─── Page excerpt

Madrid leader ‘must quit’ over degree favouritism claims

Head of Spanish capital's local government investigated over accusations related to her master’s degree

April 11, 2018
Almudena Catherdral Madrid
Source: iStock
Almudena Catherdral in Madrid

The leader of Madrid’s regional government is facing calls to quit over alleged “irregularities” in connection with her master’s degree.

Cristina Cifuentes has been forced to answer questions regarding the qualification she obtained from King Juan Carlos University in 2012, which has thrown her Popular Party (PP) administration into crisis, El Pais reported.

The controversy has also cast a shadow over one of Spain’s leading public universities amid claims that Ms Cifuentes received preferential treatment at a time when she was the central government’s representative in Madrid.

It follows media reports that Ms Cifuentes never completed her degree in public regional law and that her grades transcript was later altered to make it look as if she had.

The 53-year-old regional leader later admitted she did not attend classes or take exams with the other students, even though attendance was a requirement. She also claimed that she came to different arrangements with degree instructors, as this was an option for working students with busy schedules, El Pais said.

She has also failed to produce her final thesis, stating it had been lost, while the university has also failed to release a copy of the paper. Ms Cifuentes has also admitted that she enrolled in the degree three months after the start of classes, but called this “a regular practice”.

Ms Cifuentes has been urged to resign by the opposition socialist party (PSOE) following a 90-minute question and answer session on the issue.

──────
─── Records

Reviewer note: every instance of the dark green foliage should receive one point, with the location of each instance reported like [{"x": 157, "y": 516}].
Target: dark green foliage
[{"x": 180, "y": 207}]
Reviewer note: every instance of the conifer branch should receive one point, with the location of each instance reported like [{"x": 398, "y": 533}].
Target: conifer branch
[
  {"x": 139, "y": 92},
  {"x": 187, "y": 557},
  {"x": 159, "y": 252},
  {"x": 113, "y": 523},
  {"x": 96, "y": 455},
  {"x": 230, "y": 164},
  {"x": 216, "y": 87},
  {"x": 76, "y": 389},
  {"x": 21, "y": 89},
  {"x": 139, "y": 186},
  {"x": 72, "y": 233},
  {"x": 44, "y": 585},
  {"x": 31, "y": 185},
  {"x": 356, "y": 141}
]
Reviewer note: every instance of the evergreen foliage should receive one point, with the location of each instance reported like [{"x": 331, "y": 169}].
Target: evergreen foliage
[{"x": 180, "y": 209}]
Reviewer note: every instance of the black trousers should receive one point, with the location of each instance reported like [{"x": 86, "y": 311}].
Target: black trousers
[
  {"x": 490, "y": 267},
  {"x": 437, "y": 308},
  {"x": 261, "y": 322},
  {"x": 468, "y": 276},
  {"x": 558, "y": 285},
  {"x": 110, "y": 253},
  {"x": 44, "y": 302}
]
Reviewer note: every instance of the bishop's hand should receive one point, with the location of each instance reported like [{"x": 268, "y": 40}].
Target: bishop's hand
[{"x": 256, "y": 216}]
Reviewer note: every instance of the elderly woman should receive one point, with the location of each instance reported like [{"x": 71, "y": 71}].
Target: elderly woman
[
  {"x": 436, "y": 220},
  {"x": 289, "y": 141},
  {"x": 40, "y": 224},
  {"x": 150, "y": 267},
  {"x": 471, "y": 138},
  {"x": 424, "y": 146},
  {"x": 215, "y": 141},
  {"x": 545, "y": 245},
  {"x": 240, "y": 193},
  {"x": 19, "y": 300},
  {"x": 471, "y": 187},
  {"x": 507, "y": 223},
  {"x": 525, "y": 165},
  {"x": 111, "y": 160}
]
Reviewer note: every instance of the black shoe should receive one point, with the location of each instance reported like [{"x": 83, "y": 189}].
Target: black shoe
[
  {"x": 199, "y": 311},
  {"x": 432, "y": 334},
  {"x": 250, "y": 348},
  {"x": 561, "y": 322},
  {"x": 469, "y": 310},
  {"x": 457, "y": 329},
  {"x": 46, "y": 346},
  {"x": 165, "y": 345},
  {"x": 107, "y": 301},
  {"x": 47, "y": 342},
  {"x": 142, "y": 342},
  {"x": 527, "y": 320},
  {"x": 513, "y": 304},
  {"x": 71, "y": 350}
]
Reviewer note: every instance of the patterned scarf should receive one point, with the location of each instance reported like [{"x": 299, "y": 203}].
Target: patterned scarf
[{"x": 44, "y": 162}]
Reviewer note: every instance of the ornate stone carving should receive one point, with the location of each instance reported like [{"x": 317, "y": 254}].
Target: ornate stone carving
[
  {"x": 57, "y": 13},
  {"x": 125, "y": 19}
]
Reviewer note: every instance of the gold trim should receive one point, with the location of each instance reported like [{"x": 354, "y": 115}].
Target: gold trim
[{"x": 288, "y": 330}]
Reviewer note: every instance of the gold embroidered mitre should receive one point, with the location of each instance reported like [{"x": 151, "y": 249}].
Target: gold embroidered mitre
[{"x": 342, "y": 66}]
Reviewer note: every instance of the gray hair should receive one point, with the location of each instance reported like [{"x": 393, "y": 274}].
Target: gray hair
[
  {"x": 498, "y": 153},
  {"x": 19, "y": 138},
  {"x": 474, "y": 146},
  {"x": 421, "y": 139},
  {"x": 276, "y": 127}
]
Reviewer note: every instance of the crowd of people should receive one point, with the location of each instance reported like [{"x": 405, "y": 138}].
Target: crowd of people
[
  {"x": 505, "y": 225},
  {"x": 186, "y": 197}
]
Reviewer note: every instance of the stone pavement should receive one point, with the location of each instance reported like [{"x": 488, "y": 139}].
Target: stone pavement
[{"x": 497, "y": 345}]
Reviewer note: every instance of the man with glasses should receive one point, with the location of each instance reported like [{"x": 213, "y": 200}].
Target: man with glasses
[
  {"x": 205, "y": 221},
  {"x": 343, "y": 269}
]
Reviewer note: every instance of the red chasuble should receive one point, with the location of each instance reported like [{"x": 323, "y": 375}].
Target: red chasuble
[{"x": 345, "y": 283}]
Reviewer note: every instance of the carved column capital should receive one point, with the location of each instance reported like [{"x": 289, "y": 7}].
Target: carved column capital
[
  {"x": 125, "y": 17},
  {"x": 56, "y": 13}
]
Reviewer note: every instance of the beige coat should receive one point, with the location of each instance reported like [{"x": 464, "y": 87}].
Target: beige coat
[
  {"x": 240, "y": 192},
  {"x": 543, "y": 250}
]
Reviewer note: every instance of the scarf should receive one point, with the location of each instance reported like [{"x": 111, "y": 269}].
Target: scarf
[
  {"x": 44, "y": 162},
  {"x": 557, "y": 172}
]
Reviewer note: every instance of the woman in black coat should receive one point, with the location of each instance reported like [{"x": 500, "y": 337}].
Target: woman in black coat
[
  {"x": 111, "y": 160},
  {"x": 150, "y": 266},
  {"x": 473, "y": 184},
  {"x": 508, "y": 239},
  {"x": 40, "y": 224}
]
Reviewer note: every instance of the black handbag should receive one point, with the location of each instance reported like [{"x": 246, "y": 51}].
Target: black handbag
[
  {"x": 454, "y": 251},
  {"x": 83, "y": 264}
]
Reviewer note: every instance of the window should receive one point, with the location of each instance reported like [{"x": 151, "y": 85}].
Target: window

──────

**Work request:**
Carry on the Cristina Cifuentes degree article from where it stops.

**Expected answer:**
“Your address has not cleared up our reasonable doubts regarding this matter,” said PSOE leader Angel Gabilondo, who was the head of Madrid Autonomous University between 2002 and 2009.

“Accept your responsibility and its consequences. This is not a minor issue, but a symptom of a way of exercising power,” he added.

The PP currently heads a minority government in the regional assembly. Its supporting partner, Ciudadanos, has made the fight against corruption one of its key policies both on the local and national level. The party has so far only said that it wants to create an investigative committee to explore the matter further.

Left-wing anti-austerity party Podemos, meanwhile, is calling for Ms Cifuentes’ immediate resignation, accusing the regional leader of “showing contempt for thousands of citizens” who were expecting “a sliver of honesty” from her.

Officials at the affected university have said they will comment after the conclusion of an internal investigation into the matter.

This is the second major scandal to hit the URJC, said El Pais. In December 2016, then-university president Fernando Suárez was forced to resign after being accused of plagiarism.